● TASK REQUIREMENTS: Return each line of the records with nothing changed, pictures excepted.

● DATA RECORDS:
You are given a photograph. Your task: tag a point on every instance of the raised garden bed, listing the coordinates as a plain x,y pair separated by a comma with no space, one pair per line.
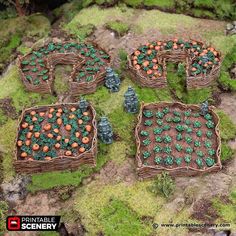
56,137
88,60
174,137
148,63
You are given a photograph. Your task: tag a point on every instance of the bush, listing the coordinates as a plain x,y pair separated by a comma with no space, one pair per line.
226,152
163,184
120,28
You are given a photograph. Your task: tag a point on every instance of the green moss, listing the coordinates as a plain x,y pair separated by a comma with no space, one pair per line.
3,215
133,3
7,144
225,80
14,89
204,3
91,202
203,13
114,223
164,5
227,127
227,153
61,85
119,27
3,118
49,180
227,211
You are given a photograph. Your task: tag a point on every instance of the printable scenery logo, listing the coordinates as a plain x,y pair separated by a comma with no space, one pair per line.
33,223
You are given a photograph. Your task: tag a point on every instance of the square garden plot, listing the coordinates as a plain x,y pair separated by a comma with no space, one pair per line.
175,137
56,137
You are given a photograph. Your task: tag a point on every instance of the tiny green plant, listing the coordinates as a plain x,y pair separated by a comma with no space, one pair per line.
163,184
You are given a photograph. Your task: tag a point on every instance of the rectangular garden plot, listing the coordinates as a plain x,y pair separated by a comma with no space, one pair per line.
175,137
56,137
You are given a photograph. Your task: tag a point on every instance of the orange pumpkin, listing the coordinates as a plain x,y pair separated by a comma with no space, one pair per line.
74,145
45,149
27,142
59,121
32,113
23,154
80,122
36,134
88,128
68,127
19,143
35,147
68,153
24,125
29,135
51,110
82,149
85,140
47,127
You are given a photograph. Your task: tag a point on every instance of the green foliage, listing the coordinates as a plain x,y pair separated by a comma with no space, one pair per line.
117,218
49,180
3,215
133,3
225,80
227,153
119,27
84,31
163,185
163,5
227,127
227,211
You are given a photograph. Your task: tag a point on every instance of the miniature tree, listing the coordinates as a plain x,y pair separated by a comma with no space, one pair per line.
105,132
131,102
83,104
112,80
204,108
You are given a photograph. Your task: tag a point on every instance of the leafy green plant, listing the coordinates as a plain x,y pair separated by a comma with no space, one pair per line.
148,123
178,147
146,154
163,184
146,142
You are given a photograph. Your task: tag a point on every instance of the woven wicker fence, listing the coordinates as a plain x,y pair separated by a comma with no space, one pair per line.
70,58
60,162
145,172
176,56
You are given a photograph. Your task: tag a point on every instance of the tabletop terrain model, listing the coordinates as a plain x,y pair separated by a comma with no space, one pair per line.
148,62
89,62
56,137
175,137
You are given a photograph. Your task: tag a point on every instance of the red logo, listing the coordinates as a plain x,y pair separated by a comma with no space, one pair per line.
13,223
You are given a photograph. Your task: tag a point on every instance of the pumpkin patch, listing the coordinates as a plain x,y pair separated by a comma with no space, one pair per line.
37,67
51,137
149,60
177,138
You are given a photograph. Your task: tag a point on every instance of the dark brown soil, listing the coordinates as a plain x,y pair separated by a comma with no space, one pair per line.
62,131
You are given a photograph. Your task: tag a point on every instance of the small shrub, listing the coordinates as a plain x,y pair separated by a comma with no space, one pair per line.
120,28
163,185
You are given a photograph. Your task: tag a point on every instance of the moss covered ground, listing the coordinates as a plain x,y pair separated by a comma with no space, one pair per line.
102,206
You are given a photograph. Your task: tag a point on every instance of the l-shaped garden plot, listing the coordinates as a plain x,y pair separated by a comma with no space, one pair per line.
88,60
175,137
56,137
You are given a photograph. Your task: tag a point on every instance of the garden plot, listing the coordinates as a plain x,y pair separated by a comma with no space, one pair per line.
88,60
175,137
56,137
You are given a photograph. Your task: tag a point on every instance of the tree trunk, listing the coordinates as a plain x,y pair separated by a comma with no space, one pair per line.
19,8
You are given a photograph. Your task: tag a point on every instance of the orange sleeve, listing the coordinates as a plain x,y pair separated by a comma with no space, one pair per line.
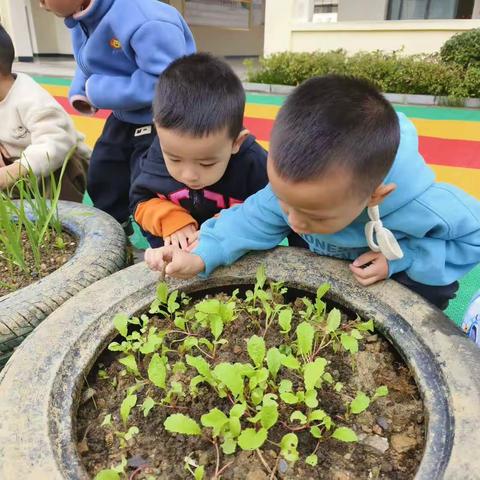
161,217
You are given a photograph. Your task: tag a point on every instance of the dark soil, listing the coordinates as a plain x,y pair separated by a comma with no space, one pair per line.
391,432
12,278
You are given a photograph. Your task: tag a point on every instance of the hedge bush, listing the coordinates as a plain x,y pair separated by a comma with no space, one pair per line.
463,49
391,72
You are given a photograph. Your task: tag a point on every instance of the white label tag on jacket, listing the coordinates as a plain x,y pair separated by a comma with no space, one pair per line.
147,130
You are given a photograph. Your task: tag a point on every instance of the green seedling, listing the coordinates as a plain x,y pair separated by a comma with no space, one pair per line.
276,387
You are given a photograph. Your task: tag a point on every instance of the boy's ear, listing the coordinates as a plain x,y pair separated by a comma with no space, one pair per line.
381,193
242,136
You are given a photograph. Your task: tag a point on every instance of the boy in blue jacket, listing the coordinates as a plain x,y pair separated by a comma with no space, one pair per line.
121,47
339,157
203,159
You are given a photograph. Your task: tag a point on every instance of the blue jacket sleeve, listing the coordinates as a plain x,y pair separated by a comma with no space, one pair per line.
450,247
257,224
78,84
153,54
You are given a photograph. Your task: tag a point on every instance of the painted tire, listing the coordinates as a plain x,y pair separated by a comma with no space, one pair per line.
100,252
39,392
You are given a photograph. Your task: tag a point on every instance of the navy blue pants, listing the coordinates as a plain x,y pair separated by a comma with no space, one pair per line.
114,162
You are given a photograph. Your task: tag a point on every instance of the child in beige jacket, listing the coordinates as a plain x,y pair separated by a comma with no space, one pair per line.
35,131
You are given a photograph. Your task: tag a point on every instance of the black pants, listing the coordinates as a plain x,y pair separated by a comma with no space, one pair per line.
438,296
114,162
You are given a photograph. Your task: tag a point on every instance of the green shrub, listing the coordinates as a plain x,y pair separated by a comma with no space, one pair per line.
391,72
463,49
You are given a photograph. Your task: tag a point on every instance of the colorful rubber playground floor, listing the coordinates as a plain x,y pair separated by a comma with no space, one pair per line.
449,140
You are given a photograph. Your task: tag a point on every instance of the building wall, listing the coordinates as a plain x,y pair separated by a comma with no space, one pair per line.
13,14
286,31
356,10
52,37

● WRITTEN REPLY:
You are given a photograph. Your task: tag a point on every instance of the raised garden bed, listing the coordinates as a plain x,y pair separated by a comma with no space, one pair per line.
56,137
88,60
174,137
148,63
You are given a photograph. Your task: tag a point on every instance of the bush, listing the coordinates as a plain x,y pair separated by a comma with no space, one pair per line.
226,152
163,184
120,28
You are given a photograph. Your task: tag a point on every instance of the green moss, listing the coordinates as a plain x,y pair separated by a comma with no space, one pair per line.
3,215
133,3
7,144
225,80
14,89
204,3
91,202
203,13
114,223
164,5
227,127
227,153
61,85
119,27
3,118
49,180
227,211
You are given a photograph. Your task: tag a point on every instance of the printable scenery logo, listing the coordinates as a plain x,y pair separated by a comma with no space, one pair per line.
33,223
You are given a photograph. Your task: tag a point on every instance of the square garden plot, listing the coordinates as a plain x,y pair separated by a comma with no space, one pair per line.
175,137
56,137
You are given a photograph. Your task: tag a point on every instance of the tiny green plant, listing the coordinates as a plain x,y pair separated by a comma with no space, one pair per line.
163,184
You are given a photograph. Your task: tag a point on every instance of the rectangular garden plot, listing the coordinates as a plain x,y pair separated by a comma with no space, one pair per line.
175,137
56,137
You are given a photograph. Your task: tag a point on every instance of the orange pumpkin, listing the coordinates as a plain x,y pair separated by a comma with no space, one pair per line.
74,145
45,149
27,142
59,121
32,113
23,154
80,122
36,134
88,128
68,127
19,143
35,147
68,153
24,125
29,135
51,110
82,149
85,140
47,127
You are given a photograph. Your task: tag a point on every instance of the green foliage, listing the coordinates as a plain x,y pair separated by a comma with no space, one pair per line.
117,218
49,180
3,215
133,3
225,80
227,153
119,27
84,31
163,185
163,5
227,127
227,211
You are given a photograph. Your task: tag a point on every instance of the miniature tree, listing the coordinates as a plain x,y pair separated by a comma with no space, one pair per line.
105,132
131,102
83,104
112,80
204,108
You are given a photograph. Your task: tag a point on every instance of the leafy green plant, listing the coordinates as a plain x,y pair separated by a comma with no space, one pair per line.
148,123
178,147
146,154
163,184
146,142
You are given a photograph. Your task: tag a point on every instance of the woven wicker fence, listing the coordinates as a plain x,y pair separated by a comma with no space, one pair per line.
70,58
60,162
145,172
176,56
You are given a photograph. Your task: tag a point on every instance of the tabletop terrain model, listing the coordinates as a plain x,y pair separated by a comma with no space, one pair per line.
148,62
89,62
56,137
175,137
You are given a photograph. Your task: tag a point on every instance of the red logo, listing the coordinates as a plain x,y pair separated by a comma with no space, one pair per line.
13,223
You are given a photograph. Your task: tag a point on every instance of the pumpkin patch, listing the coordinates as a plain x,y pair separated by a comma with no space, one pair per line.
37,67
51,137
149,60
177,138
You are given a photograph. Your task: tag a point on every instance of the dark brown soil, listing the coordinates as a plain x,y pair separated by a comma with no space, one pair per line.
62,131
You are given a photograph. Your task: tag a point on every instance of the small shrub, listing the coordinates as a plain x,y pair separated by a comma with no space, one pair per line.
120,28
163,185
You are given a photograph. Your task: tag a point on every instance of the moss covered ground, listing the coordinates as a plain x,y pair separated by a comma with no space, one pair per line.
102,206
You are given a photograph. Your task: tag a point on every instance of the l-shaped garden plot, listing the coordinates as a plain x,y pair separated by a comma with no space, one pair per line.
88,60
175,137
56,137
You are given a photograph. Your task: tag a point on every instance of the garden plot, listing the coordinates as a plain x,y pair separated by a comma with no space, one pair per line.
88,60
175,137
56,137
You are given a photograph. Your task: tag a point on every instance of the tree trunk, listing the coordinates as a plain x,y pair separated by a comma with no space, one pair per line.
19,8
You are given a photograph. Your task: tag a point on every instance of the orange sleeve, listing the coordinates as a plain x,y pair separated by a comma with no space, one pair per line.
161,217
You are given a photograph. Your task: tag a point on every instance of the dark soil, listing the coordinates as a plain x,y pair separated by a comma with no space, one pair per line.
391,432
12,278
You are given a photograph. Your task: tag a point on every instance of the hedge bush, listing the coordinates as a plain x,y pair separated by a comma with no space, one pair per line.
463,49
391,72
You are given a photograph. Your task: tag a point on every instance of the white label tag on jacket, listing the coordinates as a plain x,y pair separated by a comma with no space, one pair per line.
147,130
You are given a photograph. Your task: tag a point on every instance of the green seedling, listing the coordinates as a plain x,y pair separated by a comma with no space, one pair per line.
276,387
You are given a photograph. Your task: tag a point on every instance of the boy's ear, listing the coordinates as a plain x,y pair separated by a comma with no space, one pair per line.
381,193
242,136
You are given a photograph. Your task: tag a point on every instance of the boy in blue jacket, listing the coordinates as a plain x,y pair separated by a comma with no space, one pair per line.
121,47
339,157
203,159
You are given a photograph. Your task: tag a point on every instance of the blue jacket sleeve, listing the coordinates as a plain x,y pair separated by a comma with no space, one pair per line.
450,247
257,224
78,84
153,54
You are given a photograph. Your task: tag a point on every instance of the painted tire, listing the coordinates as a plain x,y pair separated by a comma with no space, one pair per line.
100,252
39,392
You are given a photograph. Your task: tag a point on every instance of the navy blue pants, listing the coordinates as a plain x,y pair separated by a comma with no space, one pair per line.
114,162
You are given a photograph. Your task: tag a point on every instance of the child in beige jacket, listing the coordinates as a plain x,y pair separated by a comma with no space, one pair per line.
35,131
You are given a photograph. Your task: tag a point on every instance of the black pants, listing the coordinates as a plain x,y pair separated by a comma with no space, one pair per line.
438,296
114,162
You are given a photograph. Your task: tag a point on every instance of the green shrub, listing the coordinates as a plain x,y pair separated by a comma with no space, one pair per line.
391,72
463,49
You are given a photograph. Your task: tag a point on every instance of the colorful rubber playground floor, listing the coordinates as a plain x,y pair separated by a comma with no space, one pair per line.
449,140
You are given a photograph. Your task: tag a point on every instance of the building wall, listing the coordinates as a plain x,y pair separated by a comma with no space, one pair per line.
13,14
286,31
356,10
52,37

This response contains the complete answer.